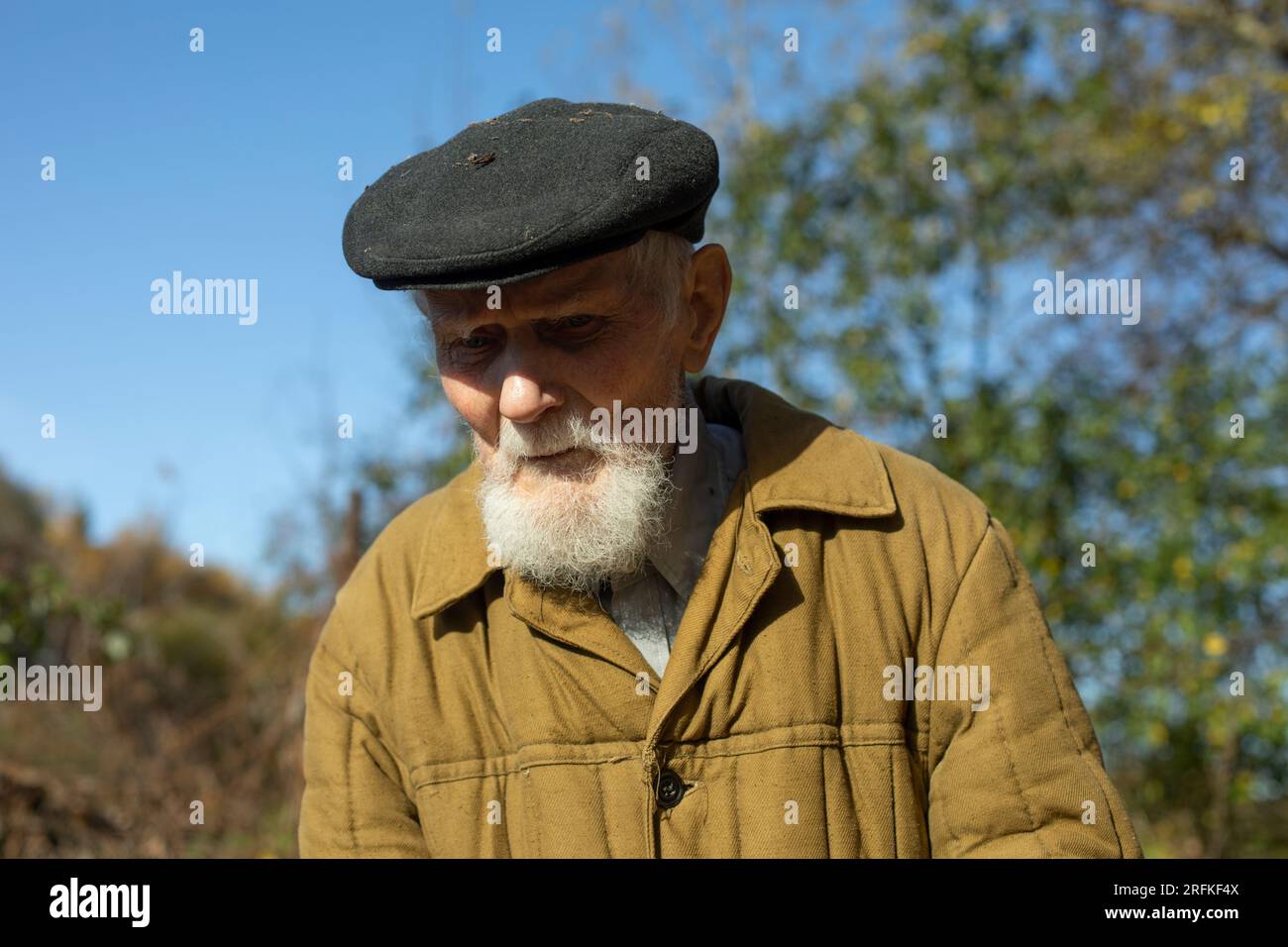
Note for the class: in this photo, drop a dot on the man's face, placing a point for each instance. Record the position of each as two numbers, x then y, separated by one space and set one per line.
561 346
526 376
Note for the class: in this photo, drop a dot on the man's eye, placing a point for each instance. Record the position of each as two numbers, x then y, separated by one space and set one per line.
575 328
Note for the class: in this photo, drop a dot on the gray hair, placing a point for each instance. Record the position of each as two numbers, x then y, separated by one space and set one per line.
656 268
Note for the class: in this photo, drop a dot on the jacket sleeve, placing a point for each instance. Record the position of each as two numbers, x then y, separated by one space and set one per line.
1022 776
353 801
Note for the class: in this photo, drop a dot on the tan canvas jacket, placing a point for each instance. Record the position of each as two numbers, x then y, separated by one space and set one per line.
456 710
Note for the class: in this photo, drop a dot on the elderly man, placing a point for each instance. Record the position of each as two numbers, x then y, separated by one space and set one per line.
776 639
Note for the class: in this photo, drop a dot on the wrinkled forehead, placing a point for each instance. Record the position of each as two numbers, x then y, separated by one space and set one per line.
603 279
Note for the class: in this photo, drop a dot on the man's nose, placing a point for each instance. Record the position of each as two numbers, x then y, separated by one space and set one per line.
524 398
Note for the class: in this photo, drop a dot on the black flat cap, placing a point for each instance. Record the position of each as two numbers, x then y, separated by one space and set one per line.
536 188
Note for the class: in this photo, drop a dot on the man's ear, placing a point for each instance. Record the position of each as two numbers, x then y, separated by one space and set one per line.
707 294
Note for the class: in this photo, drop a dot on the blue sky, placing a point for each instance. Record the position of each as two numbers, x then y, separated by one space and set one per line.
223 165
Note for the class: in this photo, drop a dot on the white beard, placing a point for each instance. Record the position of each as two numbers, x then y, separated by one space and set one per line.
572 531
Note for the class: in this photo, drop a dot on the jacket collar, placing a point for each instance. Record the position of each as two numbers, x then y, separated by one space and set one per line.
795 460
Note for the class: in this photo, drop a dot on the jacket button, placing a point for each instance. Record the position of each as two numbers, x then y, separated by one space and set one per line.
670 789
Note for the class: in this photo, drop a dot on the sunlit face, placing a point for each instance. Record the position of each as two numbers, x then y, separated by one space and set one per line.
562 343
526 377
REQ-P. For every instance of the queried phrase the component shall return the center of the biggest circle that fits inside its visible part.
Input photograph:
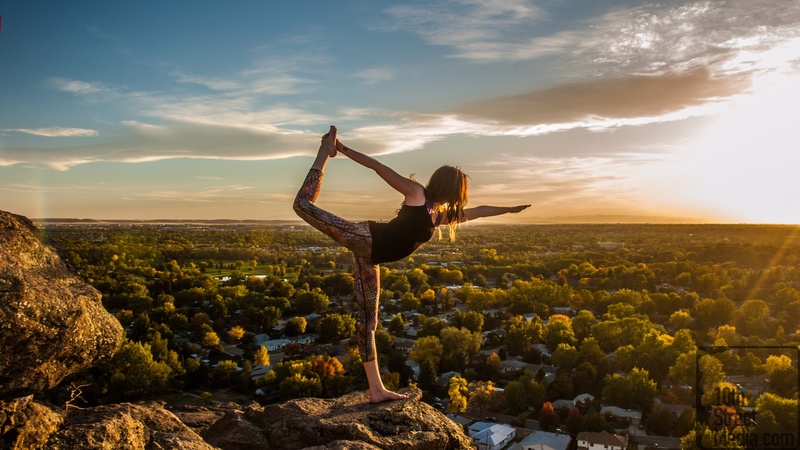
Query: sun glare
(745, 164)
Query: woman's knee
(301, 205)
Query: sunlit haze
(675, 111)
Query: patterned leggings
(357, 238)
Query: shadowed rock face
(51, 323)
(349, 421)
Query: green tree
(473, 321)
(524, 393)
(459, 347)
(134, 373)
(636, 390)
(296, 326)
(307, 302)
(335, 327)
(548, 419)
(224, 373)
(565, 357)
(427, 349)
(559, 331)
(397, 325)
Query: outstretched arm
(413, 192)
(488, 211)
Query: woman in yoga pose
(424, 208)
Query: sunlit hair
(448, 186)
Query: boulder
(52, 324)
(349, 421)
(124, 426)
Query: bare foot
(329, 142)
(384, 396)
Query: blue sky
(676, 111)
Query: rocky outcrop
(349, 421)
(124, 426)
(51, 323)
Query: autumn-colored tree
(573, 421)
(548, 419)
(483, 395)
(236, 333)
(261, 356)
(457, 392)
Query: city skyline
(680, 111)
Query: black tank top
(401, 236)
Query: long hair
(448, 187)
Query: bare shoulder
(415, 196)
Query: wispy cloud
(468, 26)
(81, 87)
(597, 104)
(374, 75)
(56, 131)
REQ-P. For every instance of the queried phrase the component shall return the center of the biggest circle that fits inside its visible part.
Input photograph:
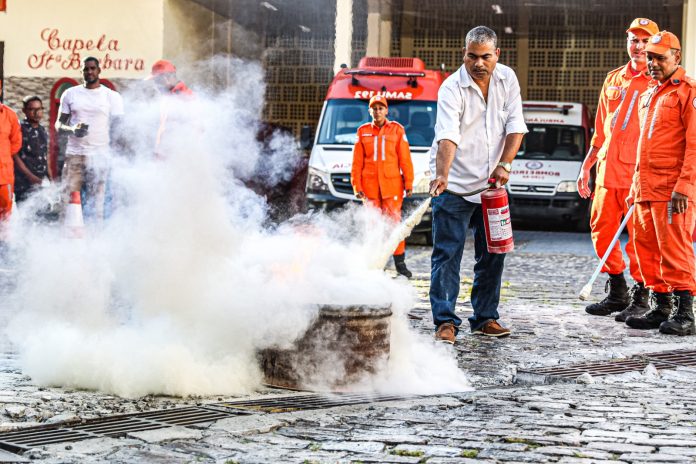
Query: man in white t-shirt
(90, 114)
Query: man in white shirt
(478, 131)
(90, 113)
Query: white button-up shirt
(477, 127)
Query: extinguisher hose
(475, 192)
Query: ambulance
(544, 173)
(411, 91)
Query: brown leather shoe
(492, 329)
(446, 333)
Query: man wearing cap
(479, 129)
(614, 150)
(664, 190)
(91, 115)
(172, 91)
(382, 171)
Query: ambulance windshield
(342, 117)
(553, 142)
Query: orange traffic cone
(74, 224)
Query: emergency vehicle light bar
(548, 107)
(362, 72)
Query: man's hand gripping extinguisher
(496, 217)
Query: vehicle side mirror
(306, 137)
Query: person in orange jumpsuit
(664, 190)
(382, 171)
(174, 114)
(614, 151)
(10, 144)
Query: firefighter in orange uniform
(382, 170)
(614, 150)
(10, 143)
(664, 190)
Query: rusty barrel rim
(355, 311)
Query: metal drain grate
(114, 427)
(118, 426)
(306, 402)
(661, 360)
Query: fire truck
(411, 91)
(544, 173)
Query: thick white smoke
(177, 291)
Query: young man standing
(31, 163)
(478, 132)
(613, 148)
(91, 114)
(664, 190)
(382, 172)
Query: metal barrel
(342, 346)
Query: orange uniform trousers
(608, 209)
(5, 208)
(665, 251)
(390, 207)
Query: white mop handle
(611, 245)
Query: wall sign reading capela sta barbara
(68, 53)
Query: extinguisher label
(499, 223)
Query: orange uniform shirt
(617, 127)
(10, 143)
(382, 164)
(667, 146)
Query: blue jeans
(452, 215)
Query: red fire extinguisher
(496, 218)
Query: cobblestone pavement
(628, 418)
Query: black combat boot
(400, 264)
(639, 303)
(661, 305)
(617, 300)
(681, 322)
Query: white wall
(48, 38)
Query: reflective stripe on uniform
(630, 109)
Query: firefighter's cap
(644, 24)
(378, 99)
(161, 67)
(661, 43)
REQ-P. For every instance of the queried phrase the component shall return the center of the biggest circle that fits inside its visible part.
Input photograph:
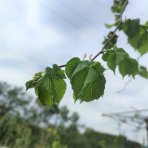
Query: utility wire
(53, 11)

What the exercise asks
Leaving the pictures aside, give back all the records exactly as they are.

Written response
Note for the class: in this photo, drop a dot on the man's face, placing a point for each instance. Record the position of each as two numbers, x then y, separated by one space and set one per line.
561 346
526 376
Note for the class: in this photo, drop a dot on the man's eye, placing a point for each instance. Record the position of each as two numbers, x then y, separated by one space and set one per line.
575 328
Note for the class: in this photo, drop a dot on the gray hair, placing a point for each instance. Record the position of each as two numbers, x then y, separated by one space and set one per line.
656 268
Note for the class: in this photo, drop a dot on the jacket sleeve, placing a point for each instance. Record the position of each as two numbers, x then y, separated by one space and set one per line.
1022 776
353 801
Note for the class: in this photo, drop a dot on the tan canvas jacket, placing a point for each instance. Record the position of each as two numbers, x then y, separated by one space and set one per line.
456 710
Note for the class: in this photo, drop a dot on the elderly man, placing a point for each instance. Record the position of each as two numbers, x then y, separated by one space and set one per line.
776 639
Note for the class: in this photo, drop a dot on the wrinkled forehead, placing a point for each instance. Record the position of each as two numbers, x then y, separated by one space and set one per line.
603 279
Note for the class: in this photo, drop a dot on the man's nose, placing a point for each instance. Record the position of each as two numbers, x then y, separated by one space and set one per line.
524 398
Note for the class: in this photo, drop a dot on the black flat cap, placing a point for each instance. Record the position of each as two numbers, x then y, separated by one space and set one per line.
536 188
Note for the class: in this photo, drop a dot on the man's ear, placing a point for each instance. Record the position of each as two numbers, x then y, separated by one space and set one per line.
707 294
Note for the class: in this photo, drop a dot on the blue sky, placing a point for each instance. Record the position of each as two numbers, x then y, separated by one space and set one per line.
223 165
Note for the class: in this photo, drop a dot on the white beard, placing a point for each instance. Record the position of each as two numbers, x then y, separated by one space and set one per line.
572 531
Note for the class: in this photo, drop a dot on the jacket collar, placing a point for each instance. Record the position of each as two numbers, x then y, separated by one space and set one per line.
795 460
Note for the class: in this photo, drop a dot on the jacket button, placing a point for each instance. Record the position of each as two numbers, x then y, separated by one space and set one per line.
670 789
Note for the class: in this photo, drop a dot on the sunlit face, placing a point for each instance. Record the position of each as two numbers, x then y, separated by one space and set one per line.
562 343
526 377
REQ-P. For every instance of the queried phrase the component shall return the center of the biggest circle that fits inside its visible part.
Input photograph:
Query: sun glare
(745, 164)
Query: woman's knee
(301, 205)
Query: sunlit haze
(675, 111)
Query: patterned leggings
(357, 238)
Query: shadowed rock face
(51, 323)
(349, 421)
Query: green tree
(473, 321)
(524, 393)
(459, 347)
(134, 373)
(636, 390)
(296, 326)
(307, 302)
(335, 327)
(548, 419)
(224, 373)
(565, 357)
(427, 349)
(559, 331)
(397, 325)
Query: outstretched arm
(413, 192)
(488, 211)
Query: woman in yoga pose
(424, 208)
Query: sunlit hair
(448, 186)
Query: boulder
(52, 324)
(349, 421)
(124, 426)
Query: bare foot
(329, 142)
(384, 396)
Query: blue sky
(676, 111)
Query: rocky outcrop
(349, 421)
(124, 426)
(51, 323)
Query: autumn-colored tree
(573, 421)
(548, 419)
(483, 395)
(236, 333)
(261, 356)
(457, 392)
Query: city skyline
(680, 111)
Query: black tank top
(401, 236)
Query: long hair
(448, 187)
Query: bare shoulder
(415, 196)
Query: wispy cloud
(468, 26)
(81, 87)
(597, 104)
(374, 75)
(56, 131)
REQ-P. For every instance of the queried phrase the component shall return the center of the biggest circle that fits inside its visible part.
Input photograph:
Query: man in white t-shirt
(90, 114)
Query: man in white shirt
(478, 131)
(90, 113)
Query: white button-up shirt
(477, 127)
Query: extinguisher hose
(475, 192)
Query: ambulance
(544, 173)
(411, 91)
Query: brown leather shoe
(492, 329)
(446, 333)
Query: man wearing cap
(479, 129)
(614, 150)
(664, 190)
(91, 115)
(172, 91)
(382, 171)
Query: ambulance windshield
(342, 117)
(553, 142)
Query: orange traffic cone
(74, 224)
Query: emergency vehicle light bar
(548, 107)
(362, 72)
Query: man's hand gripping extinguisher
(496, 217)
Query: vehicle side mirror
(306, 137)
Query: person in orange jumpsuit
(664, 190)
(382, 171)
(174, 114)
(614, 151)
(10, 144)
Query: firefighter in orange uniform
(382, 170)
(614, 150)
(10, 143)
(664, 190)
Query: rusty barrel rim
(355, 311)
Query: metal drain grate
(114, 427)
(118, 426)
(306, 402)
(661, 360)
Query: fire truck
(411, 91)
(544, 173)
Query: thick white smoke
(177, 291)
Query: young man standing
(31, 163)
(478, 132)
(613, 148)
(91, 114)
(664, 190)
(382, 172)
Query: metal barrel
(342, 346)
Query: orange uniform trousers
(608, 209)
(5, 208)
(665, 251)
(390, 207)
Query: white mop handle
(611, 245)
Query: wall sign reading capela sta barbara
(68, 53)
Query: extinguisher label
(499, 223)
Query: orange uniform shirt
(617, 127)
(10, 143)
(382, 164)
(667, 146)
Query: blue jeans
(452, 215)
Query: red fire extinguisher
(496, 218)
Query: cobblestone pavement
(628, 418)
Query: black combat boot
(400, 264)
(639, 303)
(661, 305)
(617, 300)
(681, 322)
Query: white wall
(48, 38)
Query: reflective stripe on uniform
(630, 109)
Query: firefighter's cap
(644, 24)
(378, 99)
(161, 67)
(661, 43)
REQ-P. For every instance of the queried phrase the component shall return the center of the biggest circle that fits inside its visible part.
Input photograph:
Query: utility wire
(53, 11)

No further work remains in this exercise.